### Исходный документ ###

В выступлении Владимира Путина на расширенной коллегии МИДа наиболее интересен, пожалуй, вот этот пассаж.
«Наши предупреждения последнего времени все-таки дают о себе знать и производят определенный эффект: известное напряжение там все-таки возникло. В этой связи два момента здесь вижу. Во-первых, нужно, чтобы это состояние у них сохранялось как можно дольше, чтобы им в голову не пришло устроить нам на наших западных рубежах какой-нибудь не нужный нам конфликт, а нам конфликты не нужны. И второе: нужно обязательно уже ставить вопрос, Сергей Викторович [Лавров], надо ставить вопрос о том, чтобы добиваться предоставления России серьезных долгосрочных гарантий обеспечения нашей безопасности на этом направлении, потому что так существовать и постоянно думать о том, что там завтра может произойти, Россия не может».
Новости партнеров
Речь идет о Восточной Европе и о действиях по расширению инфраструктуры НАТО. Россия принимает ответные меры военного характера – и возникает «известное напряжение». Оно является залогом стабильности. И на этой основе нужно готовить долгосрочные договоренности о балансе сил в этой части мира.
Это примечательная постановка вопроса, поскольку она фиксирует ситуацию де-факто холодной войны с НАТО, но холодной войны новой и, соответственно, лишенной тех механизмов управления конфронтацией, которые были выработаны в течение холодной войны предыдущей. Их надо вырабатывать, а для этого поддерживать напряжение и понимание того, что никакие действия без ответа не останутся. В таком емком виде и на таком высоком уровне применительно именно к Европе этого, пожалуй, еще не звучало.

### Материал ###

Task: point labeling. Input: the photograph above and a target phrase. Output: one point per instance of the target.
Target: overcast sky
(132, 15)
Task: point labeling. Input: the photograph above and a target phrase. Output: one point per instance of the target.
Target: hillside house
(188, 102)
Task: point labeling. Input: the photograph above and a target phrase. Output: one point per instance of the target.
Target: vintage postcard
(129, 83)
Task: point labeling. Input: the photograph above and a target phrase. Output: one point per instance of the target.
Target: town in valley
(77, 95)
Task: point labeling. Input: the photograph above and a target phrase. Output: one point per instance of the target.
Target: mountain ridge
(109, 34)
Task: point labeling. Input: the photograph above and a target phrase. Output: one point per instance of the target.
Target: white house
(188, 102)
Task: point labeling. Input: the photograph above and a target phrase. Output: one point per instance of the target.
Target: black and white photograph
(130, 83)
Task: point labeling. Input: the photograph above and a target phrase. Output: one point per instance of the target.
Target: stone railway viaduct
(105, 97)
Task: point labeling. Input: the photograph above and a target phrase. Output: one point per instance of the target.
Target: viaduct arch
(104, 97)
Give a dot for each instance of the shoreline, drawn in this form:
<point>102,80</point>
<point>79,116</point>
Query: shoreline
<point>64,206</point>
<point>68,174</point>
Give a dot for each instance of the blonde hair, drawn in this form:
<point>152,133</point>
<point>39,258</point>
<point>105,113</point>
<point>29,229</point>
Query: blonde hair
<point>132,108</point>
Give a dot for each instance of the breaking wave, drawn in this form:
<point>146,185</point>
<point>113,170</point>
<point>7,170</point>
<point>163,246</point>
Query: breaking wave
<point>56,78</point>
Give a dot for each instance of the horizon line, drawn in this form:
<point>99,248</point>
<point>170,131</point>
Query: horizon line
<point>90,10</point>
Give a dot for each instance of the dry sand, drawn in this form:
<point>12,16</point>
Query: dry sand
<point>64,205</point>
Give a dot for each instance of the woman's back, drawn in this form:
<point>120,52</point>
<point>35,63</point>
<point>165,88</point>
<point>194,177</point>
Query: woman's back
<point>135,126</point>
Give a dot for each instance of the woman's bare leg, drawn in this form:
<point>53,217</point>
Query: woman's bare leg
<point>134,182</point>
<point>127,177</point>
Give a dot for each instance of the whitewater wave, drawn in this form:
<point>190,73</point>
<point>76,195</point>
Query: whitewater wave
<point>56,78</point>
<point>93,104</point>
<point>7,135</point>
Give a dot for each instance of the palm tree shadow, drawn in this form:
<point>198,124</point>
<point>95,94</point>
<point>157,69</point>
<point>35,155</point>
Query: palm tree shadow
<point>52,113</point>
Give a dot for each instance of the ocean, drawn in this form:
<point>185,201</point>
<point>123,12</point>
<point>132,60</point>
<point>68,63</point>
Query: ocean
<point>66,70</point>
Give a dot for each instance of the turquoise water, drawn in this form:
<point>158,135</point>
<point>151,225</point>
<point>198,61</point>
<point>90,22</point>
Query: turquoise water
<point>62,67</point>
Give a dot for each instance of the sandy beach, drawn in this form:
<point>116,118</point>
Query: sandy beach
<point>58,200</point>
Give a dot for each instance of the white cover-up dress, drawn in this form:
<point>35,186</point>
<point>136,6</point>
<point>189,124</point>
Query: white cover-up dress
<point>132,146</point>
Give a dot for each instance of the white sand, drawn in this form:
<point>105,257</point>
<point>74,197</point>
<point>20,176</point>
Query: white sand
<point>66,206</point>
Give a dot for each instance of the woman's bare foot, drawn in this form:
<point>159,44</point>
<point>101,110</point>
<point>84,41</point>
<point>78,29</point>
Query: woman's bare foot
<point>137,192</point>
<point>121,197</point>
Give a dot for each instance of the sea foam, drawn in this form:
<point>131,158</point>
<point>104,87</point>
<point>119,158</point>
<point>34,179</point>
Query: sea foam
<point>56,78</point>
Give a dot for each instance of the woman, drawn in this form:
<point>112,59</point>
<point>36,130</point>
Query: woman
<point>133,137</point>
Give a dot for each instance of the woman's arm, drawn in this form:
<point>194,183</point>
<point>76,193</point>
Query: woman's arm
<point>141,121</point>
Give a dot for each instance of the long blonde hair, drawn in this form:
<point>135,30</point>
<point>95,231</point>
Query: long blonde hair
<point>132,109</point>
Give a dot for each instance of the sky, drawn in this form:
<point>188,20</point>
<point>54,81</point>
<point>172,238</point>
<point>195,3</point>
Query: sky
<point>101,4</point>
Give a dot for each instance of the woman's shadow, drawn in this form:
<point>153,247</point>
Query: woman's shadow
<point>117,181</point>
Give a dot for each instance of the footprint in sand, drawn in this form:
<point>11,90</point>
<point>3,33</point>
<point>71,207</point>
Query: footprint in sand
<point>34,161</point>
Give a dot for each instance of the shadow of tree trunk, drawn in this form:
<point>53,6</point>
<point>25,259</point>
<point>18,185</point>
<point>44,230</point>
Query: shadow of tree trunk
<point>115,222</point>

###
### Материал ###

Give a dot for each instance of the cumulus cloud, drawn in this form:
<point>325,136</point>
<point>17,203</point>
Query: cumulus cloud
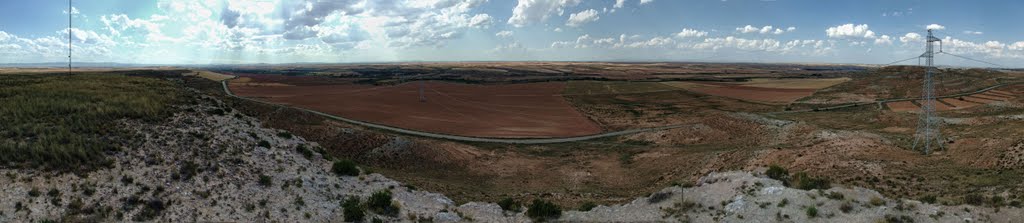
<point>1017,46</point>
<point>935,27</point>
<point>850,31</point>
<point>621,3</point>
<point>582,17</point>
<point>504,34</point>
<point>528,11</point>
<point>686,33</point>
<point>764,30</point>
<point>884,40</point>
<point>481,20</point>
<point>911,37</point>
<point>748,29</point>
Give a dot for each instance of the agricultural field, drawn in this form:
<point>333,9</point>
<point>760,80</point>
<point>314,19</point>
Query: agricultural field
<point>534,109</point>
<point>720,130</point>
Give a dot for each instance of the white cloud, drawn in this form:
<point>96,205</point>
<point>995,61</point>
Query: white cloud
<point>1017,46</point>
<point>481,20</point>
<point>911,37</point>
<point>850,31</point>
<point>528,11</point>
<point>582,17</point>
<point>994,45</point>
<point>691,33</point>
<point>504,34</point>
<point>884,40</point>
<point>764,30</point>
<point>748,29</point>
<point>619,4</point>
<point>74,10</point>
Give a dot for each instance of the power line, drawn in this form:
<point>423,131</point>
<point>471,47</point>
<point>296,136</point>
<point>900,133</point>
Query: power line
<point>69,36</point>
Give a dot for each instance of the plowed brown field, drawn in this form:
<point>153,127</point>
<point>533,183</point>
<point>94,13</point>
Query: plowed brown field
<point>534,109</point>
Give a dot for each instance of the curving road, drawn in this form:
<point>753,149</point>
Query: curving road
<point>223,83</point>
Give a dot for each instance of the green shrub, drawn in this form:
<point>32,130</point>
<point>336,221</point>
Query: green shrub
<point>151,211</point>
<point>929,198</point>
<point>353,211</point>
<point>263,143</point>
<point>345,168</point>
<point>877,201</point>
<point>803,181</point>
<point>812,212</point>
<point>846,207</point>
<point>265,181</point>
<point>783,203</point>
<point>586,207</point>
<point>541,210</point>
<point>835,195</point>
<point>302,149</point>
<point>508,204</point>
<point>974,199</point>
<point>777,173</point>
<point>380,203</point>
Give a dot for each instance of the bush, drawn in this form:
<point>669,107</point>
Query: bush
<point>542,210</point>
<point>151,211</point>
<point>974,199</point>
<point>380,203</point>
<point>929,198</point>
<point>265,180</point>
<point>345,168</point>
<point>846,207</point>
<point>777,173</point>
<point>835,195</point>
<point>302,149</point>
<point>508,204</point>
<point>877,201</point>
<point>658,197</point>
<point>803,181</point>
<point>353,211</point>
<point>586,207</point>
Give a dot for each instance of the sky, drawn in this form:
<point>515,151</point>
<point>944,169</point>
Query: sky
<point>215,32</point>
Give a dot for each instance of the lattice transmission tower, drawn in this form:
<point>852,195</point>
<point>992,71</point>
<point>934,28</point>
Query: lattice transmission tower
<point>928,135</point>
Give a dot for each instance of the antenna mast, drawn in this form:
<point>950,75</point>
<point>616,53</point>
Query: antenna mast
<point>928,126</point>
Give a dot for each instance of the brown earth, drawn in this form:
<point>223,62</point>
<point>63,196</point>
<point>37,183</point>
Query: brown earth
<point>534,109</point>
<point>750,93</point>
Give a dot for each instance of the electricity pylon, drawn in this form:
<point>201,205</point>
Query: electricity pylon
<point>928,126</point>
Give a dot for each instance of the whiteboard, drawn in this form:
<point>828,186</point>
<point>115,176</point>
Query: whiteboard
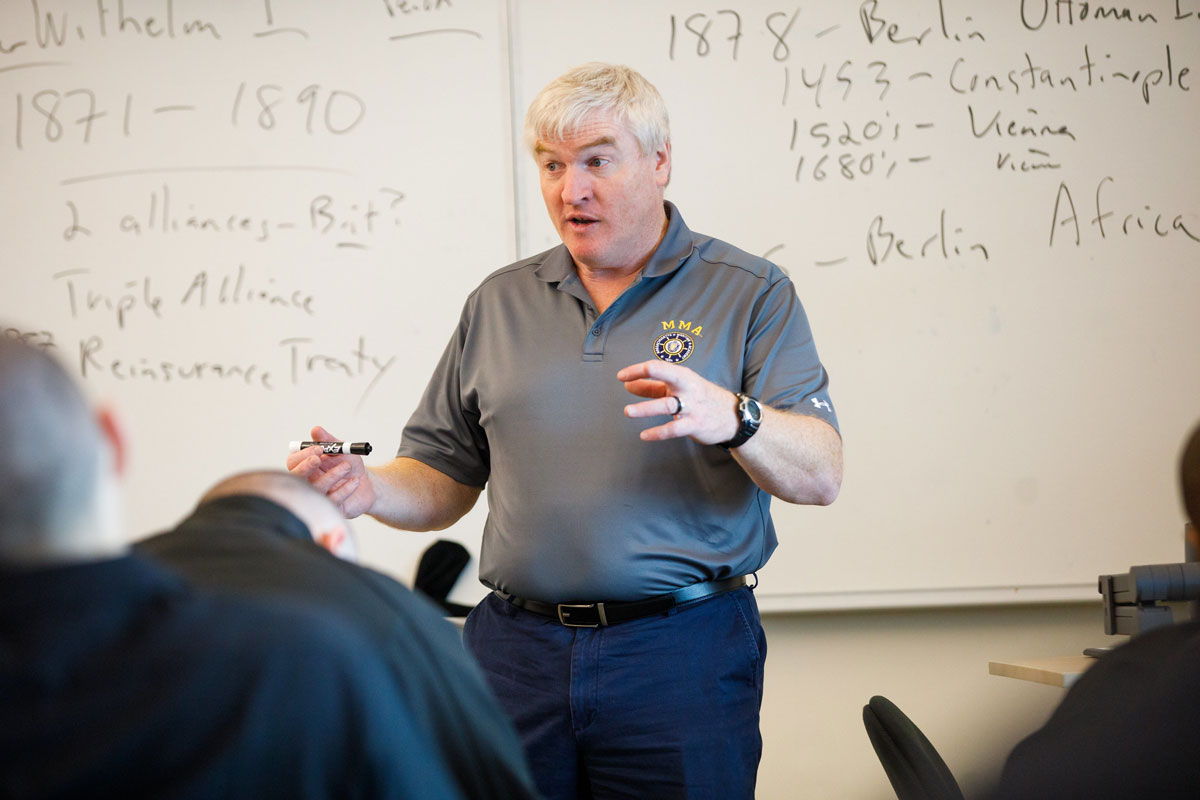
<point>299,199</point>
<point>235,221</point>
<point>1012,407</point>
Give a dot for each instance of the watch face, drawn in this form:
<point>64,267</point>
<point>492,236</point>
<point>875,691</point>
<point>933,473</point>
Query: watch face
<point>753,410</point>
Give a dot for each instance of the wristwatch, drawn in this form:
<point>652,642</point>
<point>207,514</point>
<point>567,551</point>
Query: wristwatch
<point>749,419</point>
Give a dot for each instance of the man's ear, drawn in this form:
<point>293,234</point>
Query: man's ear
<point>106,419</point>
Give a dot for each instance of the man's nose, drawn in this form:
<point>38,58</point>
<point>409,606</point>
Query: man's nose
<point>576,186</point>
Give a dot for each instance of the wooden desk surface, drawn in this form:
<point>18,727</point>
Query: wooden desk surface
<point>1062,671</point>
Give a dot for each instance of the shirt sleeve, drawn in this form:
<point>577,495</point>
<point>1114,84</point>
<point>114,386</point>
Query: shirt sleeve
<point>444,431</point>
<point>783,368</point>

###

• **Что требуется**
1) Перепечатайте из статьи о выступлении Путина в МИДе фрагмент от слов «Это примечательная постановка» до слов «еще не звучало.».
2) Продолжите статью о выступлении Путина в МИДе, начав сразу после её последнего предложения.

• **Ответы на задания**
1)
Это примечательная постановка вопроса, поскольку она фиксирует ситуацию де-факто холодной войны с НАТО, но холодной войны новой и, соответственно, лишенной тех механизмов управления конфронтацией, которые были выработаны в течение холодной войны предыдущей. Их надо вырабатывать, а для этого поддерживать напряжение и понимание того, что никакие действия без ответа не останутся. В таком емком виде и на таком высоком уровне применительно именно к Европе этого, пожалуй, еще не звучало.

2)
Сама схема понятна и логична, основана на опыте прежнего противостояния. Вопрос в связи с этим возникает следующий. В холодной войне второй половины ХХ века Европа была главной площадкой и потенциально основным ТВД (театр военных действий – прим. ред.), соответственно, внимание ей уделялось максимальное, относились предельно серьезно.
Сейчас Восточная Европа и Европа в целом – не центр противостояния и вообще во всё большей степени стратегическая периферия. Она, конечно, не может рассматриваться совсем в отрыве от основного пространства соперничества (регионы Тихого и Индийского океанов), но связана с ними опосредованно и явно ниже в шкале приоритетов. Могут ли быть разработаны правила именно для данного пространства, в то время как стержневое соперничество будет в другой части мира и в другой конфигурации держав (Китай, США, в меньшей степени Россия)? Или правила должны быть общими, то есть охватывать и Азию, и Европу? Последнее представляется маловероятным, поскольку непонятно, как вообще всё это можно увязать воедино.
Надо сказать, что вызов это не только для России, но и для Североатлантического альянса, который тоже пока что неумело пытается сесть на шпагат между привычным врагом и врагом основным (но не для всех). Интересно.
Автор — главный редактор журнала «Россия в глобальной политике», директор по исследованиям клуба «Валдай»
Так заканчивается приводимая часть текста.